:: EXERCISES TO COMPLETE ::
1) Using the binding-forms documentation, decide whether each statement agrees with it: (a) In the let-values binding specification, the bound variable x occurs under two ellipses. (b) The #:exports clause can handle cases where only some of the variables are relevant. (c) In lc-bind+patterns, functions accept patterns as arguments.
2) Reproduce the passage of the binding-forms documentation from "Some care must" up to and including "(values e ...)".

:: DOCUMENT SECTION ::
·····
4.3.3 Ellipses in Binding Forms🔗ℹ

Some care must be taken when writing binding specifications that match patterns with ellipses. If a pattern symbol is matched underneath ellipses, it may only be mentioned under the same number of ellipses. Consider, for example, a language with Racket’s let-values binding form.

(define-language lc-bind+values
  (e ::= x
         number
         (λ (x ...) e)
         (e e)
         (values e ...)
         (let-values ([(x ...) e] ...) e))
  (x ::= variable-not-otherwise-mentioned)
  #:binding-forms
  (λ (x ...) e #:refers-to (shadow x ...))
  (let-values ([(x ...) e_x0] ...)
    e_body #:refers-to (shadow (shadow x ...) ...)))

In the binding specification for the let-values form, the bound variable, x, occurs only under a single ellipsis, thus when it is mentioned in a #:refers-to clause it is restricted to be mentioned only underneath a single ellipsis. Therefore the body of the let-values form must refer to (shadow (shadow x ...) ...) rather than (shadow x ... ...).

4.3.4 Compound Forms with Binders🔗ℹ

So far, the nonterminals mentioned in #:refers-to have always stood directly for variables that appear in the terms. But sometimes the variables are down inside some piece of the term, or only some of the variables are relevant. The #:exports clause can be used to handle such situations.

When a binding form with an #:exports clause is mentioned, the names brought into scope are determined by recursively examining everything mentioned by that #:exports clause. Consider the following version of the lc-bind language with lists that allows for pattern matching in binding positions.

(define-language lc-bind+patterns
    (e ::= x
           number
           (λ (p) e)
           (e e)
           (list e ...))
    (x ::= variable-not-otherwise-mentioned)
    (p ::= (listp p ...) x)
    #:binding-forms
    (λ (p) e #:refers-to p)
    (listp p ...) #:exports (shadow p ...))

In this language functions accept patterns as arguments, therefore all variables mentioned in a pattern in binding position should be bound in the body of the function. A call to the substitute metafunction shows this behavior.

> (term
   (substitute (x (λ ((listp w (listp x y) z)) (list z y x w)))
               x
               u)
   #:lang lc-bind+patterns)
'(u
  (λ ((listp w«13» (listp x«14» y«15») z«16»)) (list z«16» y«15» x«14» w«13»)))

The use of the #:exports clause in the binding specification for lc-bind+patterns allows the use of nested binding patterns seen in the example. More precisely, each p may itself be a pattern that mentions any number of bound variables.
·····
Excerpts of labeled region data
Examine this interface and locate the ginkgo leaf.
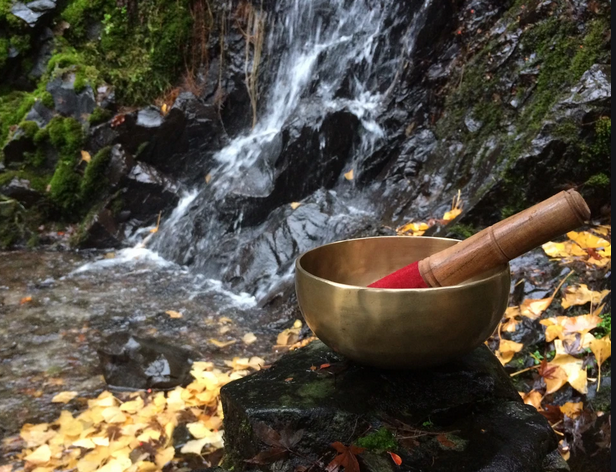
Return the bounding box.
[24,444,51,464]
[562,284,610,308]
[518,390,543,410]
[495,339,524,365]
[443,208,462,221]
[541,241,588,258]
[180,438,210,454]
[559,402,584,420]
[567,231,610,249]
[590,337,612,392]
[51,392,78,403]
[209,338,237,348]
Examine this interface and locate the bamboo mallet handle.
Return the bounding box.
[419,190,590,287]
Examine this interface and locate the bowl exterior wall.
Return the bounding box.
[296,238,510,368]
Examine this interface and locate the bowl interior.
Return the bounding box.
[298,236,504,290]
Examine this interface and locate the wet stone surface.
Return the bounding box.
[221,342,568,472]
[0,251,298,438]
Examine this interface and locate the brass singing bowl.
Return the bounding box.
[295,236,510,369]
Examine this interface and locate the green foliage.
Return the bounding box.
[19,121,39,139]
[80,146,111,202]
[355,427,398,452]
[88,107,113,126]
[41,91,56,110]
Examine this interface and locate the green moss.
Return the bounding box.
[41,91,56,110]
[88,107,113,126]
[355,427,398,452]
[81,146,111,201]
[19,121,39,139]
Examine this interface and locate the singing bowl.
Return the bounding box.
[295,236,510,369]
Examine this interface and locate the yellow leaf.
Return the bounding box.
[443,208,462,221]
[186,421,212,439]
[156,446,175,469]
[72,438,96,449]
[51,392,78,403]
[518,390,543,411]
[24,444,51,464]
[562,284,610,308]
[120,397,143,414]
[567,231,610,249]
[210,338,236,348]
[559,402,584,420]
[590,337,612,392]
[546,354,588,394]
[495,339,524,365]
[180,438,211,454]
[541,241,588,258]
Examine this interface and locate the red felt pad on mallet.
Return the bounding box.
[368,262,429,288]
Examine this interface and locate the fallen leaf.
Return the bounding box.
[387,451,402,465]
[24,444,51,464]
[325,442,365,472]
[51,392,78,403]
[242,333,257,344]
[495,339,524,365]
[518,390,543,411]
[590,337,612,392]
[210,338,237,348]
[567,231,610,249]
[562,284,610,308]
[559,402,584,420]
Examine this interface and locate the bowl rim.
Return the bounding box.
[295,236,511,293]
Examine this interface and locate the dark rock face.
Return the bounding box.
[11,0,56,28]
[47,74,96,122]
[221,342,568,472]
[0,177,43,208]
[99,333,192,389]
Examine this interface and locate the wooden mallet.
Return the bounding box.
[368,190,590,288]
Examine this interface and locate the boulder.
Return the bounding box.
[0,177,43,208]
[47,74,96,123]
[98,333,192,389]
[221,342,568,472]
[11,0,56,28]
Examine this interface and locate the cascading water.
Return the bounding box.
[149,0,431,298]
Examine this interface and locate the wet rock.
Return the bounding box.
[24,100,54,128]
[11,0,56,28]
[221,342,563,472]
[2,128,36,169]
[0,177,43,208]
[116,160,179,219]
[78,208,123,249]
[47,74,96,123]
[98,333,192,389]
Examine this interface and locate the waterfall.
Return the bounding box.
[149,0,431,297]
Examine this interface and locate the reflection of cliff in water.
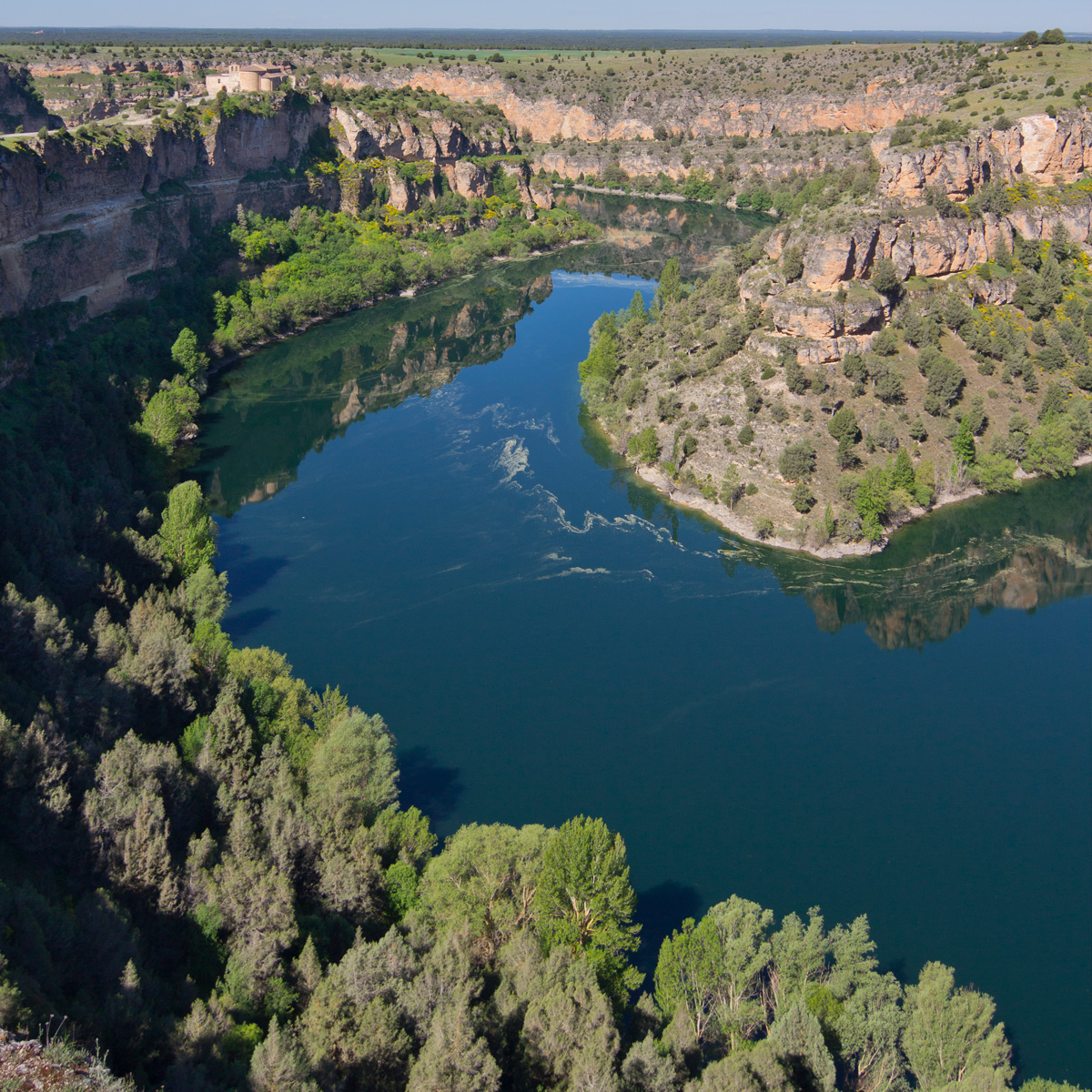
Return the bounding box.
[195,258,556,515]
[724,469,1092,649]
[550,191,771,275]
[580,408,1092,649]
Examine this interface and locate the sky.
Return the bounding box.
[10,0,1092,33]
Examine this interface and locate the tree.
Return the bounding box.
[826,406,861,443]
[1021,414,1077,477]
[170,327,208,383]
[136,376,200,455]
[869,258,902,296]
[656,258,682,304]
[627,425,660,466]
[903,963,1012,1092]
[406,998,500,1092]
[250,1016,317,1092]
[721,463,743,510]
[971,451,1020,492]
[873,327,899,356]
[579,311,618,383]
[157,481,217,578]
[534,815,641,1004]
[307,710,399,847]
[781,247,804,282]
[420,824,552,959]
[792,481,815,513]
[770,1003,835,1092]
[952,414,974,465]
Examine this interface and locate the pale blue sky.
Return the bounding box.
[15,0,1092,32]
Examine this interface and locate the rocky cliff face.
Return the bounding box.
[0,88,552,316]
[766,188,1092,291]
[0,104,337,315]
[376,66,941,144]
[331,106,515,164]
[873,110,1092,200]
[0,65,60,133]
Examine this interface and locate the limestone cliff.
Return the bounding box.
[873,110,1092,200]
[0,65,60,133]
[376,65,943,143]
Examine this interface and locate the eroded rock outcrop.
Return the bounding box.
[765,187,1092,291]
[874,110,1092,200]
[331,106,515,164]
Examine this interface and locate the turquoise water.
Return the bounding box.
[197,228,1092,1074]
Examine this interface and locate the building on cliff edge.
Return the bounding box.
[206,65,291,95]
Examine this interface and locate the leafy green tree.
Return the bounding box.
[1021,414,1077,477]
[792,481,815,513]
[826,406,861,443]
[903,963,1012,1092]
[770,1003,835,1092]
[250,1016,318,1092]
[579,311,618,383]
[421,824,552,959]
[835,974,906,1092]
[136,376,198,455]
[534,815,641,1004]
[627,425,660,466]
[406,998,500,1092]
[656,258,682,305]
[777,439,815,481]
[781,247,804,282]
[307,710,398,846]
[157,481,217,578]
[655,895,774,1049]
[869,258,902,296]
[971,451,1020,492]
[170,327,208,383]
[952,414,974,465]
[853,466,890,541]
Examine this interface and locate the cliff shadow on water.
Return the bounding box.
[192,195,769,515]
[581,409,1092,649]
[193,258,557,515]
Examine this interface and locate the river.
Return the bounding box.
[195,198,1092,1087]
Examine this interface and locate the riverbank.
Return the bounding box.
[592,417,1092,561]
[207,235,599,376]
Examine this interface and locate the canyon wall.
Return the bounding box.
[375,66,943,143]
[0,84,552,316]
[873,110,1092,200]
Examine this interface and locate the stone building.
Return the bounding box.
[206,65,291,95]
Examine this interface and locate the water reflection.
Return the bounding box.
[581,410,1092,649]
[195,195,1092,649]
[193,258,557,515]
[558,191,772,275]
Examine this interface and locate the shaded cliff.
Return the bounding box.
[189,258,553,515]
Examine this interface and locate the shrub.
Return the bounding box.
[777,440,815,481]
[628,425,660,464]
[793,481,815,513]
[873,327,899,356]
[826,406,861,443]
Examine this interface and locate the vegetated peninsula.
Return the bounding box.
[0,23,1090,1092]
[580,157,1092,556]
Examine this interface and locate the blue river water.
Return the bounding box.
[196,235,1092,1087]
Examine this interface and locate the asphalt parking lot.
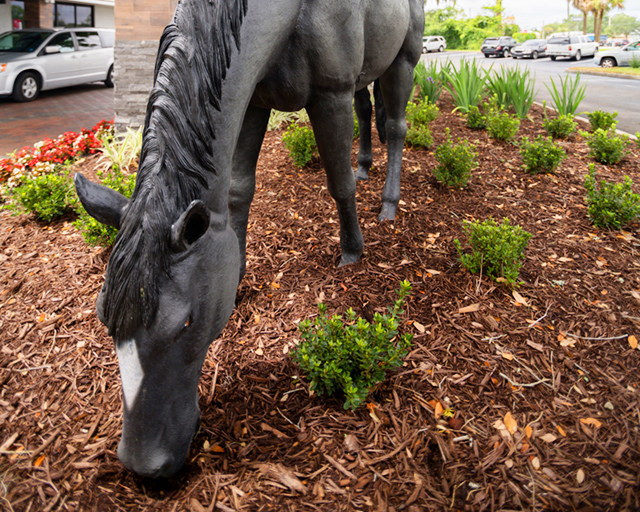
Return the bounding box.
·····
:: COMPLETED EXERCISE ::
1)
(a) No: "the bound variable, x, occurs only under a single ellipsis"
(b) Yes: "or only some of the variables are relevant. The #:exports clause can be used to handle such situations."
(c) Yes: "In this language functions accept patterns as arguments"

2)
Some care must be taken when writing binding specifications that match patterns with ellipses. If a pattern symbol is matched underneath ellipses, it may only be mentioned under the same number of ellipses. Consider, for example, a language with Racket’s let-values binding form.

(define-language lc-bind+values
  (e ::= x
         number
         (λ (x ...) e)
         (e e)
         (values e ...)